● **SOAL DAN TUGAS**:
a: Tuliskan kembali bagian teks tentang mioma uteri mulai dari "Statistik menunjukkan 60%" sampai dengan "lebih dominan." tanpa perubahan apa pun.
b: Ringkaslah teks tentang mioma uteri dalam tiga kalimat.

Statistik menunjukkan 60% mioma uteri berkembang pada wanita yang tidak pernah hamil
atau hanya hamil satu kali ( Schorge et al., 2008 ).
e. Kehamilan
Angka kejadian mioma uteri bervariasi dari hasil penelitian yang pernah dilakukan ditemukan
sebesar 0,3%-7,2% selama kehamilan. Kehamilan dapat mempengaruhi mioma uteri karena
tingginya kadar estrogen dalam kehamilan dan bertambahnya vaskularisasi ke uterus (Scott,
2002). Kedua keadaan ini ada kemungkinan dapat mempercepat pembesaran mioma uteri
(Manuaba, 2003).
Kehamilan dapat juga mengurangi resiko mioma karena pada kehamilan hormon progesteron
lebih dominan.
Klasifikasi
Sarang mioma di uterus dapat berasal dari serviks uteri (1-3%) dan selebihnya adalah dari
korpus uteri. Menurut tempatnya di uterus dan menurut arah pertumbuhannya, maka mioma
uteri dibagi 4 jenis antara lain mioma submukosa, mioma intramural, mioma subserosa, dan
mioma intraligamenter. Jenis mioma uteri yang paling sering adalah jenis intramural (54%),
subserosa (48,2%), submukosa (6,1%) dan jenis intraligamenter (4,4%).1,2
1. Mioma submukosa
3
Berada dibawah endometrium dan menonjol ke dalam rongga uterus. Jenis ini di jumpai
6,1% dari seluruh kasus mioma. Jenis ini sering memberikan keluhan gangguan perdarahan.

● **KUMPULAN DATA**:
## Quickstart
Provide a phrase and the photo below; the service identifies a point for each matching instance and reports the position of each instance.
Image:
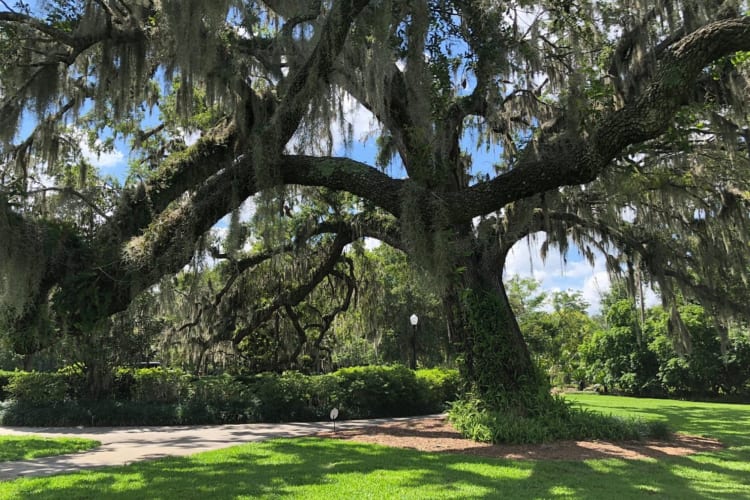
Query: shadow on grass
(730, 423)
(318, 468)
(25, 448)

● **KUNCI JAWABAN**:
a:
Statistik menunjukkan 60% mioma uteri berkembang pada wanita yang tidak pernah hamil
atau hanya hamil satu kali ( Schorge et al., 2008 ).
e. Kehamilan
Angka kejadian mioma uteri bervariasi dari hasil penelitian yang pernah dilakukan ditemukan
sebesar 0,3%-7,2% selama kehamilan. Kehamilan dapat mempengaruhi mioma uteri karena
tingginya kadar estrogen dalam kehamilan dan bertambahnya vaskularisasi ke uterus (Scott,
2002). Kedua keadaan ini ada kemungkinan dapat mempercepat pembesaran mioma uteri
(Manuaba, 2003).
Kehamilan dapat juga mengurangi resiko mioma karena pada kehamilan hormon progesteron
lebih dominan.

b: Kehamilan dapat mempercepat pembesaran mioma uteri karena tingginya kadar estrogen dan bertambahnya vaskularisasi ke uterus, tetapi juga dapat mengurangi risikonya karena hormon progesteron lebih dominan. Menurut tempat dan arah pertumbuhannya, mioma uteri dibagi menjadi empat jenis, yaitu submukosa, intramural, subserosa, dan intraligamenter, dengan jenis intramural sebagai yang paling sering. Mioma submukosa berada di bawah endometrium, menonjol ke dalam rongga uterus, dan sering menimbulkan keluhan gangguan perdarahan.